[ARTICLE]
++++++++++++++++++++

MI theory has always been more popular with lay readers and practitioners than with either cognitive or differential psychologists. Cognitive psychologists were troubled by the theory’s extreme modularity, particularity the claim that a central working memory was unnecessary (Messick, 1992). Rather, each “intelligence” was seen as having its own working memory. This may sound like a relatively minor point, but it is not. Working memory is a pivotal construct in all models of cognition. Theorists debate how working memory functions, and what sort of modality-specific slave systems it might have. But most do not debate whether it is a useful or needed construct.
Differential psychologists, on the other hand, were troubled by Gardner’s dismissal of 80 years of research on the organization of human abilities (Carroll, 1993; Gustafsson & Undheim, 1996). The reason given is that, as Gardner sees it, evidence for G is provided almost entirely by short-answer multiple choice, paper-and-pencil tests of the sorts of linguistic and logical intelligence that are at best useful for predicting success in the narrow domain of conventionally structured schools (Gardner, 1993, p. 39). Yet even the most cursory examination of human abilities literature shows that every one of these claims at best overstates and at worst is simply false. But there is enough truth to them, and enough dissatisfaction with standardized tests of all sorts that even those who were troubled by the claims were willing to wait and see what sort of evidence would be produced by the new assessment procedures Gardner advocated. They are still waiting.

++++++++++++++++++++

[CHALLENGE 1] Translate this sentence from the passage on multiple intelligences theory into Spanish: "Working memory is a pivotal construct in all models of cognition."
[CHALLENGE 2]
Using the passage on multiple intelligences theory, answer these questions:
(a) Which group of psychologists was troubled by the claim that a central working memory was unnecessary?
(b) How many years of research on the organization of human abilities does the passage say Gardner dismissed?
(c) What were those troubled by Gardner's claims willing to wait and see?
[CHALLENGE 3] Extend the passage on multiple intelligences theory, starting right after its final sentence.

Excerpts of bounding box data
++++++++++++++++++++

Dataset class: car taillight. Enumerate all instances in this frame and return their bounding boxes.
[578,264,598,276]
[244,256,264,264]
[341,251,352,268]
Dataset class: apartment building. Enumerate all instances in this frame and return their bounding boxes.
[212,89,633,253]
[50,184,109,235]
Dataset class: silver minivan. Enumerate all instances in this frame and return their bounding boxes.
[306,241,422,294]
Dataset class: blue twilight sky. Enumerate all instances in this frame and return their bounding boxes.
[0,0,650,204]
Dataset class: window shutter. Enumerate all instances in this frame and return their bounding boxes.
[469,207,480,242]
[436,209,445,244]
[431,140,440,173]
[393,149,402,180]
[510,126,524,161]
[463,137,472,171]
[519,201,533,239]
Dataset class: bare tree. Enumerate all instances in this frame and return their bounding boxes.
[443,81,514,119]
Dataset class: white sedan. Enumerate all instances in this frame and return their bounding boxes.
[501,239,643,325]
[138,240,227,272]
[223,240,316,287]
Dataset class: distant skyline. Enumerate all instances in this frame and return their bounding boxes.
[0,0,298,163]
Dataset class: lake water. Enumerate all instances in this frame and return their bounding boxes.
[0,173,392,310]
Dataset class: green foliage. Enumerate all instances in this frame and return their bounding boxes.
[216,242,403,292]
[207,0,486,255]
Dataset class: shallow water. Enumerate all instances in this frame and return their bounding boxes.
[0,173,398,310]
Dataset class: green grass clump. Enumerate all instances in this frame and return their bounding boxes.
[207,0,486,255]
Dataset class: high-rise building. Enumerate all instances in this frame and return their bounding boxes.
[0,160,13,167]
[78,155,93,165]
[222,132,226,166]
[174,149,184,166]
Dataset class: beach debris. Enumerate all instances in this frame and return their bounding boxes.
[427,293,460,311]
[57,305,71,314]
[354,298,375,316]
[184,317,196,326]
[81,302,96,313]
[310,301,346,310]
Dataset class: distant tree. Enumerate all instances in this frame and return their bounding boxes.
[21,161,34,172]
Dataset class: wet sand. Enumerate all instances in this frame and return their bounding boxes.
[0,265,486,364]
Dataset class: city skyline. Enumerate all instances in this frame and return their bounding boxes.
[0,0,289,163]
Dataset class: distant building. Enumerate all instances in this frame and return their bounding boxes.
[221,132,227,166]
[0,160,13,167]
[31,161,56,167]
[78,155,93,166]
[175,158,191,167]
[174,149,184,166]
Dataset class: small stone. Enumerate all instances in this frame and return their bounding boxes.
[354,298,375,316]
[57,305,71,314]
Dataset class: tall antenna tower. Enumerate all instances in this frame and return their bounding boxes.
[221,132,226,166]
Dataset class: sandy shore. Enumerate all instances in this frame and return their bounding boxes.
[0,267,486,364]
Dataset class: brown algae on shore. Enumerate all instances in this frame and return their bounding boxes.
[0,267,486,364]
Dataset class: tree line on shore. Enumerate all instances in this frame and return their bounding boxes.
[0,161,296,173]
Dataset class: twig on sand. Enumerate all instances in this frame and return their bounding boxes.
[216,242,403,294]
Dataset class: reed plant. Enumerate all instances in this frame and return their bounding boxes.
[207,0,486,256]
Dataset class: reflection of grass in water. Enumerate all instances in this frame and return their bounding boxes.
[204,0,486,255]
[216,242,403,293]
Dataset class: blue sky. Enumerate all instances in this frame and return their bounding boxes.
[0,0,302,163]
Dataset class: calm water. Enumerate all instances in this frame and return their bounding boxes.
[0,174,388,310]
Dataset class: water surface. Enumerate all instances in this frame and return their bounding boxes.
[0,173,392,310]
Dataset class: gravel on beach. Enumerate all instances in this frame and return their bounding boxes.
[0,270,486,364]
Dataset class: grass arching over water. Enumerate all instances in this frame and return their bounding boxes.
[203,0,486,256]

++++++++++++++++++++

[RESPONSE 1] La memoria de trabajo es un constructo fundamental en todos los modelos de la cognición.

[RESPONSE 2]
(a) Cognitive psychologists.
(b) 80 years.
(c) What sort of evidence would be produced by the new assessment procedures Gardner advocated.

[RESPONSE 3]
Lessons learned from performance assessments in other areas of education will probably hold here. We have found that so-called authentic tests have a beneficial effect on the curriculum and can measure aspects of knowledge and skills not tapped by surrogate measures. But we also have discovered that there is vastly more overlap with conventional tests than difference from them, that performance measures are less reliable, more time consuming to administer and score, and vastly more expensive. Most importantly, there is little reason to think that performance assessments show no overlap with each other, and thus support the notion of an independent set of intelligences.
Gardner’s theory appeals to teachers and parents because it reinforces the idea that at root all children are special, and that giftedness is a multidimensional—not undimensional—affair. Surely both of these are noble goals. However the theory also appeals the perverse human tendency to think categorically rather than probabilistically. To see two types or seven types of people in the world is surely an advance over seeing one type. But typologies mislead more than they lead when the underlying structure in the domain is not categorical. Indeed, the critical failure of Gardner’s theory is not just that it fails to acknowledge or explain why abilities are correlated, but why this correlational structure is implies a hierarchy. In other words, it does not explain why some “intelligences” are more intelligent than others.